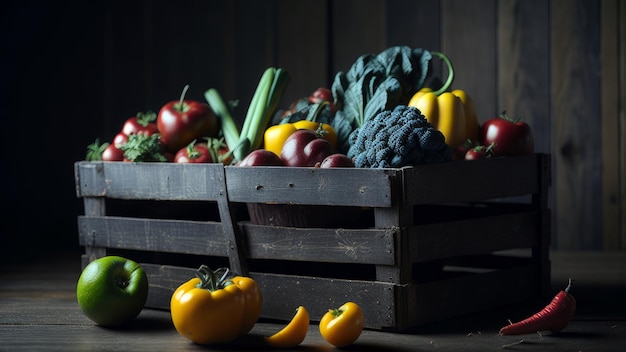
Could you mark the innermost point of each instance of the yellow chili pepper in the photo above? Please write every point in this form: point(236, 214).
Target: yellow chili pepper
point(275, 136)
point(452, 113)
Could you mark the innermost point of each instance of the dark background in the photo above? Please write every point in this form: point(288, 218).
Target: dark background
point(75, 71)
point(51, 102)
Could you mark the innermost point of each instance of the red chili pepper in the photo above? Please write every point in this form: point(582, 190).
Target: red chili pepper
point(553, 317)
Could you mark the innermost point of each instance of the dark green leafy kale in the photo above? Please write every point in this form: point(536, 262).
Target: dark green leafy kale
point(379, 82)
point(396, 138)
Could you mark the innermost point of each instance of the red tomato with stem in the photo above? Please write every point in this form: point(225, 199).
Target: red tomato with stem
point(181, 121)
point(141, 124)
point(509, 137)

**Set task**
Put the entries above, from their start through the line containing "point(51, 102)", into a numbered list with one line per item, dropping any blank lines and leaving out the pictures.

**Full answer**
1. Could you mark the innermost point of each instance of the yellow chili pepper in the photo above? Please write every point in this form: point(236, 214).
2. Target: yellow chili pepper
3. point(275, 136)
4. point(452, 113)
5. Could you mark the innermost point of each instance of the dark background in the photo above? Please write every point in this form: point(288, 218).
6. Target: dark background
7. point(75, 71)
8. point(51, 102)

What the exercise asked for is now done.